- Text provided:
Subsections
8.7 Stable Release Series 7.0
This is a stable release series of Condor.
It is based on the 6.9 development series.
All new features added or bugs fixed in the 6.9 series are available
in the 7.0 series.
As usual, only bug fixes (and potentially, ports to new platforms)
will be provided in future 7.0.x releases.
New features will be added in the 7.1.x development series.
On backwards compatibility:
we believe that Condor 7.0.x and 6.8.x are wire-compatible,
and can be freely mixed between computers in a Condor pool.
However, we do not regularly test this compatibility and cannot guarantee it,
so we recommend using a single release of Condor when possible.
Please note that although you can mix Condor 7.0.x and 6.8.x in a pool,
you cannot mix them on a single computer.
That is, a condor_master daemon running 6.8.x cannot run Condor daemons
from version 7.0.x, or vice-versa.
The details of each version are described below.
Version 7.0.6
Release Notes:
New Features:
Configuration Variable Additions and Changes:
Bugs Fixed:
- In some rare cases, the condor_startd failed to fully preempt jobs.
The job itself was killed, but the condor_starter process watching over
it would not be killed. The slot would then stay in the Preempting state
indefinitely.

- Given exercise 1:
Count the lines in the entries below that contain the string "pattern", treating uppercase and lowercase as distinct, and give only the number.

- Records for the exercise:

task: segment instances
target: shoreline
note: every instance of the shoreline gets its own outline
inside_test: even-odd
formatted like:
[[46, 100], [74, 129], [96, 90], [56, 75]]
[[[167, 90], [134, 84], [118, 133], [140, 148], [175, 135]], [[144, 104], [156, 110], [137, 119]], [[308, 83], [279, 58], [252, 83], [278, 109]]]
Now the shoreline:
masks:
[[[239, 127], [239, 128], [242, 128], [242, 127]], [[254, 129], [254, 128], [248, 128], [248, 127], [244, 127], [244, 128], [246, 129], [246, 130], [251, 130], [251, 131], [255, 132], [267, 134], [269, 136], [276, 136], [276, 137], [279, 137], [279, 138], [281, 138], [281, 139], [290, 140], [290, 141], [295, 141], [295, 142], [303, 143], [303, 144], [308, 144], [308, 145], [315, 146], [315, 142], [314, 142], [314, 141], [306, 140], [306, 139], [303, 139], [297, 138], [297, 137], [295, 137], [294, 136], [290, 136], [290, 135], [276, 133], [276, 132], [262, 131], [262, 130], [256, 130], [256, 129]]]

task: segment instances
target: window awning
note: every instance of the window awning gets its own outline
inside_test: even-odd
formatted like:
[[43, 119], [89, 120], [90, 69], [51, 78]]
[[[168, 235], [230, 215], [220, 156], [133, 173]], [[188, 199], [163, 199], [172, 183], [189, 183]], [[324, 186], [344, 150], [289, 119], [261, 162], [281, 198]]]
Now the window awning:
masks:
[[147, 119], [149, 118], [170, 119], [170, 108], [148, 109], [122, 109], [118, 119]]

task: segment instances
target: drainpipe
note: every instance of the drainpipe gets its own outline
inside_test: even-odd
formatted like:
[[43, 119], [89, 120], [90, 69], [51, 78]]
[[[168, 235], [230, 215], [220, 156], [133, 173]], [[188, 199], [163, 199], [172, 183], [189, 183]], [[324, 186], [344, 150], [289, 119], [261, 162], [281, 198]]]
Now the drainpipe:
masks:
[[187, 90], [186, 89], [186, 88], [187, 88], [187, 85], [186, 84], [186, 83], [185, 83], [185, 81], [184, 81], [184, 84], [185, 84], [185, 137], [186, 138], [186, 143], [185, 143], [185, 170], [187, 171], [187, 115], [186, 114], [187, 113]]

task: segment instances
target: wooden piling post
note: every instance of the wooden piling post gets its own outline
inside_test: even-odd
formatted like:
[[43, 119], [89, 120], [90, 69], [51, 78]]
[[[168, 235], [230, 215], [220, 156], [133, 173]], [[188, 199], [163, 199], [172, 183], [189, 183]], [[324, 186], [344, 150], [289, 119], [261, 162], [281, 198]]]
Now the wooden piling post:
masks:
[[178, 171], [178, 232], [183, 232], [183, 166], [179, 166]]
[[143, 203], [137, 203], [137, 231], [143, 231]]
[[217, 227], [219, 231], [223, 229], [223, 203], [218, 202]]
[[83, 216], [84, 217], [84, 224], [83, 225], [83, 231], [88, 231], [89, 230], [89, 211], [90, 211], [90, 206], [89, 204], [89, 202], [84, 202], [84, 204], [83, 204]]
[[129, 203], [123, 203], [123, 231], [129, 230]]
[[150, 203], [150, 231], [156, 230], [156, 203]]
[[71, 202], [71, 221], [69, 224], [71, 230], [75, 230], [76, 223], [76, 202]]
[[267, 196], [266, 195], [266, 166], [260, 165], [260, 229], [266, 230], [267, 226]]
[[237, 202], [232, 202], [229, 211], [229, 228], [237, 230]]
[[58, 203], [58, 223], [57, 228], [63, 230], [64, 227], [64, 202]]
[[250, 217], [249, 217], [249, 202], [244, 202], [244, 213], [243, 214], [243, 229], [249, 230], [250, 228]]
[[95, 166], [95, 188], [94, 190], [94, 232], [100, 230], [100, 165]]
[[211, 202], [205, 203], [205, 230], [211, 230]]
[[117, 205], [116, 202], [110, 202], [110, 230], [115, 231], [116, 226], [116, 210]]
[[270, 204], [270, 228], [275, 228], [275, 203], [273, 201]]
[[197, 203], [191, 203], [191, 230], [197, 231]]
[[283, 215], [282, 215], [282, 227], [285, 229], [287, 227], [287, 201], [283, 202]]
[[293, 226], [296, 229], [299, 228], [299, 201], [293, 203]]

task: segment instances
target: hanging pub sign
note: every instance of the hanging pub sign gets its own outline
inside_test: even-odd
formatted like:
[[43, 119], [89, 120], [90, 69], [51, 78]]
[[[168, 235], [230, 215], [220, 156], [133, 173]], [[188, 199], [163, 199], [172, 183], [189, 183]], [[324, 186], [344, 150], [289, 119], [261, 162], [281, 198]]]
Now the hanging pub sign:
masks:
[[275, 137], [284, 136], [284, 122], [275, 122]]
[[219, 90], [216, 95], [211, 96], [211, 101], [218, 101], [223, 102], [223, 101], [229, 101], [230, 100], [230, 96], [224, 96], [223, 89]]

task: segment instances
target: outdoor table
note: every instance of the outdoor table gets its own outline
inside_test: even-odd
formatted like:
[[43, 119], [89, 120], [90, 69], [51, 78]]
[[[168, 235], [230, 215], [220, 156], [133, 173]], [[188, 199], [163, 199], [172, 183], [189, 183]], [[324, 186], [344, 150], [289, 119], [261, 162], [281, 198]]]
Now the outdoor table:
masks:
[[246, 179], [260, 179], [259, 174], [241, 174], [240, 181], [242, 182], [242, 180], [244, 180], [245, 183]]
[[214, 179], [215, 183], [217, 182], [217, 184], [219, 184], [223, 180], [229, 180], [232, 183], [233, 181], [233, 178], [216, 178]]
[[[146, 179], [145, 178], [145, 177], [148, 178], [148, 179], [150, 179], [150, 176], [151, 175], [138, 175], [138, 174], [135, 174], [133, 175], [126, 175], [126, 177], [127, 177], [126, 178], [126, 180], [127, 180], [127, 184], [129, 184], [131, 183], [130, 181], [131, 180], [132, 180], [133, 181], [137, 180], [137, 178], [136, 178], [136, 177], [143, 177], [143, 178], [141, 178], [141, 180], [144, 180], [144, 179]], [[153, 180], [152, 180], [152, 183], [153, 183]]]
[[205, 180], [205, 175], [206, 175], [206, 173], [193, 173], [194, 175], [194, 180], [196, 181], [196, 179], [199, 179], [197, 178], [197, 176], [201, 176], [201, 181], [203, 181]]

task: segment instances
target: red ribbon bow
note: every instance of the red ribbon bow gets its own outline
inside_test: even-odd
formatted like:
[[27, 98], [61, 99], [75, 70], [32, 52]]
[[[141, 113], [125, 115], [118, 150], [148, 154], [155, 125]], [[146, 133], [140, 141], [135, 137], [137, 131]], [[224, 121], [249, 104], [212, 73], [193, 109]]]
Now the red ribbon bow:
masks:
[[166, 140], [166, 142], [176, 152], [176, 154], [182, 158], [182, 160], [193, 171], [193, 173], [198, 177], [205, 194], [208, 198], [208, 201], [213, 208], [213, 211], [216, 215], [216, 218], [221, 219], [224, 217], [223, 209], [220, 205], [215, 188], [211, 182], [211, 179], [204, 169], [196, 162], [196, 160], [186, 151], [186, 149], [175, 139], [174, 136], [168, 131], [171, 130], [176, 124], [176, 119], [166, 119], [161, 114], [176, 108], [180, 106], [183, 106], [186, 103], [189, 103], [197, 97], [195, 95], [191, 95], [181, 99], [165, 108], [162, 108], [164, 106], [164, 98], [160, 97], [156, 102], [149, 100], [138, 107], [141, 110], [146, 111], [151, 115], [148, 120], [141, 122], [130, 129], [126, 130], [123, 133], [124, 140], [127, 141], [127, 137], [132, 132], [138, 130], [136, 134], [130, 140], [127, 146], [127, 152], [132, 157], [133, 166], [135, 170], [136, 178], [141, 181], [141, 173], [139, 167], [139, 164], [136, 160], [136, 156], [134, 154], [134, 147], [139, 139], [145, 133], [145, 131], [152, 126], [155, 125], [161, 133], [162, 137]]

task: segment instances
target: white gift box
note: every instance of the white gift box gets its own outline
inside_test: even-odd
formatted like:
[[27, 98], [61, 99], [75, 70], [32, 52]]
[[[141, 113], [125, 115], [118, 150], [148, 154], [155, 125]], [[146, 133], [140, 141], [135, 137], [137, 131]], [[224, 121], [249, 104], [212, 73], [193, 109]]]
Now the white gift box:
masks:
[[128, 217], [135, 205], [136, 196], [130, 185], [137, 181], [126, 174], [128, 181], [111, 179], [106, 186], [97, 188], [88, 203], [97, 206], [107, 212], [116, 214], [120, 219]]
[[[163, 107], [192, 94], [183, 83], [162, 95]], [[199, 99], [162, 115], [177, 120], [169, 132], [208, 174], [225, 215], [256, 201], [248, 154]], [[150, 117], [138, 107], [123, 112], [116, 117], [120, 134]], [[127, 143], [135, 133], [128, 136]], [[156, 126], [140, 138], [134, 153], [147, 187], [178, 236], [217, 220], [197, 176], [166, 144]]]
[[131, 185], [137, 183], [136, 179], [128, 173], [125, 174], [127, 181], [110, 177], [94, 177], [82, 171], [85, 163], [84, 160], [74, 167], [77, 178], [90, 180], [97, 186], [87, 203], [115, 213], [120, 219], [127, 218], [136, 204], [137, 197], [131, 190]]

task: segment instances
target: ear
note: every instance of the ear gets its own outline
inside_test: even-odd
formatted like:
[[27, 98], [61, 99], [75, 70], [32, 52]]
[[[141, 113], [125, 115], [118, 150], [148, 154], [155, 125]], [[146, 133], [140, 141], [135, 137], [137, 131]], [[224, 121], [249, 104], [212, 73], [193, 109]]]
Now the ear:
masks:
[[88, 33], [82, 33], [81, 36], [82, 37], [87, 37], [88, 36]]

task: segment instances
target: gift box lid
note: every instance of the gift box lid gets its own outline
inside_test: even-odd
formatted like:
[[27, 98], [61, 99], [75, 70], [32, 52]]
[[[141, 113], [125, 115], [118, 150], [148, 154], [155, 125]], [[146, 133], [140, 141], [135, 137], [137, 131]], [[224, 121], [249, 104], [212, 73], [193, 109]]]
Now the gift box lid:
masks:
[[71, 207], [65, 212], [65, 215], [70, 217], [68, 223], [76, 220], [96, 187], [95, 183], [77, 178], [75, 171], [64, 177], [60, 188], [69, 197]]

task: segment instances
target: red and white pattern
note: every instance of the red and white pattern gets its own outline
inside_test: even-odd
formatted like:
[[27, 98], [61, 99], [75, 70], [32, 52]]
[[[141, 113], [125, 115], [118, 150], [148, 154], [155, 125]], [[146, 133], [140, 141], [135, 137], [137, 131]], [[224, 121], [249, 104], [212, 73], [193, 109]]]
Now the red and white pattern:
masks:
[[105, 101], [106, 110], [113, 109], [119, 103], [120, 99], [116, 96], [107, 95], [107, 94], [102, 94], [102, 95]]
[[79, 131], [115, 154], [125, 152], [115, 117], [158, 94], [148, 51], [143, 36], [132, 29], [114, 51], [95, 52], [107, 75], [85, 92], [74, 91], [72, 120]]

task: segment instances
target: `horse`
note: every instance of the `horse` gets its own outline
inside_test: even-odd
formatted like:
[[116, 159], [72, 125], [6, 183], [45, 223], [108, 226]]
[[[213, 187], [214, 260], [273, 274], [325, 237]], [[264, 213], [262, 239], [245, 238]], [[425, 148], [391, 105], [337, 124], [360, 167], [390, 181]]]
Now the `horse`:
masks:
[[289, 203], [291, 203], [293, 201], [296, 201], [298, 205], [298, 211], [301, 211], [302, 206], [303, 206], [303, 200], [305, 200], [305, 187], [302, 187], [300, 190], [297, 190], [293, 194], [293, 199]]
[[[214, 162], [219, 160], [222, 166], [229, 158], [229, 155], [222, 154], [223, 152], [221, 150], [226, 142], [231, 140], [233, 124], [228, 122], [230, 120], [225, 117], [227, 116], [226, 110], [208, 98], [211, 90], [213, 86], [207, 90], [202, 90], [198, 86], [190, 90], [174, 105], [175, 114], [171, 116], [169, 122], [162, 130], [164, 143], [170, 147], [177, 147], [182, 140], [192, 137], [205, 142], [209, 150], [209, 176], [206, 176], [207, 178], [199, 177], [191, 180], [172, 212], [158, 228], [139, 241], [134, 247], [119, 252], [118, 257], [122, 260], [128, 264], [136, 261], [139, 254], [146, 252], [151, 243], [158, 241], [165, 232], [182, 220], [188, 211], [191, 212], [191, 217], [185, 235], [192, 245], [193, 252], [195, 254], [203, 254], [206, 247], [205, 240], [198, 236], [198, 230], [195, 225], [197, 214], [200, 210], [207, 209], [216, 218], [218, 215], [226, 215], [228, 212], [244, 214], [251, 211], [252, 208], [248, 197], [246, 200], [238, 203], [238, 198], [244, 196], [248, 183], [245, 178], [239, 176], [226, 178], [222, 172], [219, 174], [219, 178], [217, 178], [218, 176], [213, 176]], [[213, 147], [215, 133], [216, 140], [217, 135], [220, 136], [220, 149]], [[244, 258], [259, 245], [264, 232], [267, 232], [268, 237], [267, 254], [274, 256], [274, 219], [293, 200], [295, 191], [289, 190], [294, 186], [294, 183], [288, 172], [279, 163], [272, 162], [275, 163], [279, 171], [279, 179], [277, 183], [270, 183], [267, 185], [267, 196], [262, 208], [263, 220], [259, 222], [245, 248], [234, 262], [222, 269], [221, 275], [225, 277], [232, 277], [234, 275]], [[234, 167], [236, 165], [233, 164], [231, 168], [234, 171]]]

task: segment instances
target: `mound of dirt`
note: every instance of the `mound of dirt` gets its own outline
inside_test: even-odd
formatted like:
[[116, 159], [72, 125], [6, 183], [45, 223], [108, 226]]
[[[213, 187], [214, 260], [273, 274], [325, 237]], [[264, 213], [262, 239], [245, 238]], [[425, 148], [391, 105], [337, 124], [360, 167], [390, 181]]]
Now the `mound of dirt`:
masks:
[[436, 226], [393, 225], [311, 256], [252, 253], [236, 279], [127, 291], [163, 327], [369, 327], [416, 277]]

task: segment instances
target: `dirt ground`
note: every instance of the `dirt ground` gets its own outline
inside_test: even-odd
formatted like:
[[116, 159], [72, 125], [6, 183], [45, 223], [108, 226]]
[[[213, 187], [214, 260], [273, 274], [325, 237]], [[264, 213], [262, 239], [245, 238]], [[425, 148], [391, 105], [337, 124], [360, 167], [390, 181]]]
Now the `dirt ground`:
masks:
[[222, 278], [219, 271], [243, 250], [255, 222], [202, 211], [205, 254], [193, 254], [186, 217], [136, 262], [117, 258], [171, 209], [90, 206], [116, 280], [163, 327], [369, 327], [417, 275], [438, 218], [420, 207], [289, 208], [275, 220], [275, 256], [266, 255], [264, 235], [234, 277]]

- Given exercise 2:
Summarize the Condor release notes above in two sentences.

- Output 1:
3

- Output 2:
Condor 7.0 is a stable release series based on the 6.9 development series; future 7.0.x releases will provide only bug fixes and possibly ports to new platforms, while new features go into the 7.1.x development series. Versions 7.0.x and 6.8.x are believed to be wire-compatible and can be mixed within a pool but not on a single computer, although a single release is recommended because this compatibility is not regularly tested and cannot be guaranteed.